::: Quelltext :::
Dies bringt dem Wissenschaftler, der sich mit Tourismusethnologie befaßt, manchen Vorteil. Er kann so seine Feldforschungen „näher“ an den im Tourismus tätigen Tuareg, denn um diese geht es in dem vorliegenden Sachbuch, betreiben, ohne sich durch eine „massentaugliche, touristische Infrastruktur“ kämpfen zu müssen. Denn wer hat beispielsweise auf Mallorca nicht in irgendeiner Art mit Tourismus zu tun.

Die Tuareg haben den Tourismus selbst in der Hand

Der Autor Marko Scholze geht verstärkt auf die Arbeit der Tuareg ein, die als Agenturchefs mit den ausländischen europäischen bzw. amerikanischen Reiseveranstaltern in Verbindung stehen. Er läßt die Tuareg selbst zu Wort kommen und schreibt nicht nur über sie.
:::
## Aufgabenstellung
Geben Sie aus dem Quelltext über die Tuareg im Tourismus den Abschnitt wortgetreu wieder, der mit „Der Autor Marko“ beginnt und sich bis einschließlich „nur über sie.“ fortsetzt.
::: Daten :::
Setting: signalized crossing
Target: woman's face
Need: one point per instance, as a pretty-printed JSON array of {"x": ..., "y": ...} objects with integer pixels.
:::
## Bearbeitete Aufgabe
Der Autor Marko Scholze geht verstärkt auf die Arbeit der Tuareg ein, die als Agenturchefs mit den ausländischen europäischen bzw. amerikanischen Reiseveranstaltern in Verbindung stehen. Er läßt die Tuareg selbst zu Wort kommen und schreibt nicht nur über sie.